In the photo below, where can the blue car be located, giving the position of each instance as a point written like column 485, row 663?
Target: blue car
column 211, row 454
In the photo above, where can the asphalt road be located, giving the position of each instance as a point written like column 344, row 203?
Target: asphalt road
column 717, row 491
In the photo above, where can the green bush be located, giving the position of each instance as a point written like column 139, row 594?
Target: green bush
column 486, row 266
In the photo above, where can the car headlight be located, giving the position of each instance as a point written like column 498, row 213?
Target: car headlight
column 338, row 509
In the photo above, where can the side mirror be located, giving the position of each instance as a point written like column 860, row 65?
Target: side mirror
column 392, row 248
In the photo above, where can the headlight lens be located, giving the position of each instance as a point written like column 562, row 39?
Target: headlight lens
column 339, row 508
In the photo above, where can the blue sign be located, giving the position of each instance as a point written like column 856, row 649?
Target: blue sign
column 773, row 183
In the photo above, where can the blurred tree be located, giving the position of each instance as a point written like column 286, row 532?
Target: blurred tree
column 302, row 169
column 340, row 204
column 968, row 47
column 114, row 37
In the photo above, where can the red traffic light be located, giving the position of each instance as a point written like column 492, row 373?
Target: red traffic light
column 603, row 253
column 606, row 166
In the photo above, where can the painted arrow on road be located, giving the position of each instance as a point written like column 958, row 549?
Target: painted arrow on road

****************

Copy out every line of the listing above verbatim, from the first line to the last, without changing anything.

Task output:
In the photo below, where can the blue car be located, giving the position of each instance as a point written like column 485, row 663?
Target: blue car
column 211, row 454
In the photo above, where can the asphalt road be located, giving the position of each instance as a point written like column 344, row 203?
Target: asphalt road
column 717, row 491
In the photo above, where can the green bush be located, giving the position of each instance as a point written like column 139, row 594?
Target: green bush
column 486, row 266
In the photo above, where can the car headlight be located, giving the position of each instance as a point written like column 498, row 213?
Target: car headlight
column 338, row 509
In the photo above, where can the side mirror be located, giving the position of each instance as a point written like column 860, row 65?
Target: side mirror
column 392, row 248
In the photo above, where can the headlight lens be located, giving the position of each instance as a point written like column 562, row 39?
Target: headlight lens
column 339, row 508
In the photo above, where can the blue sign be located, giving the position of each instance as a point written like column 856, row 649?
Target: blue sign
column 773, row 183
In the photo above, where can the blurred tree be located, giving the position of each instance as a point written like column 286, row 532?
Target: blurred tree
column 302, row 169
column 340, row 204
column 968, row 47
column 114, row 37
In the photo above, where can the red traffic light be located, giving the position of each instance as a point written like column 492, row 373?
Target: red traffic light
column 603, row 253
column 606, row 166
In the photo above, where can the painted arrow on road be located, giving the position of each instance as a point written like column 958, row 549?
Target: painted arrow on road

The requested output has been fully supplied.